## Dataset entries
╔══

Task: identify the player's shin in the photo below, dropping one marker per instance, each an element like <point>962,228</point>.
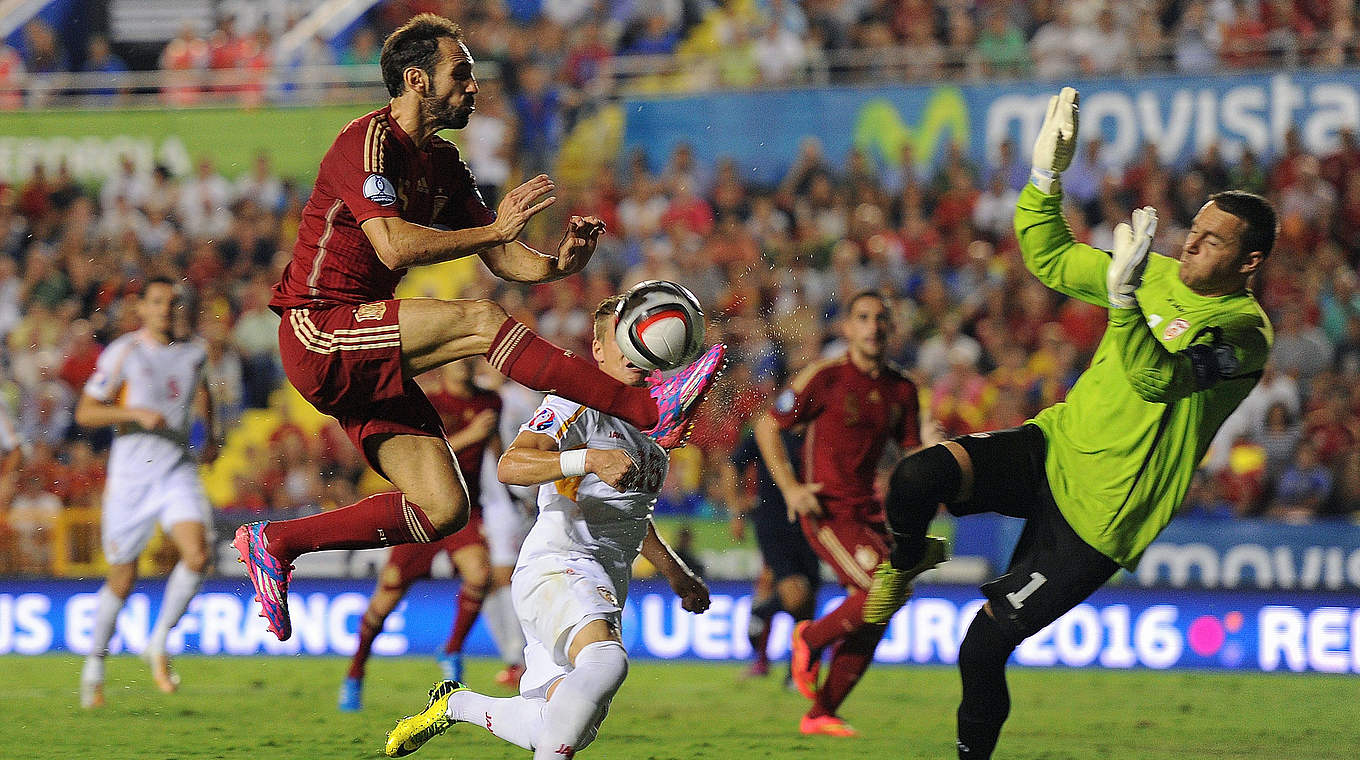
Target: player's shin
<point>986,700</point>
<point>918,486</point>
<point>578,702</point>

╚══

## Problem
Each line of the data must be transcribed exactly; pictures are not carried over.

## Your response
Task: identify the player's shin in the photo below, dropping one marker per instance, each an element like <point>962,228</point>.
Target: player's shin
<point>986,700</point>
<point>918,486</point>
<point>578,702</point>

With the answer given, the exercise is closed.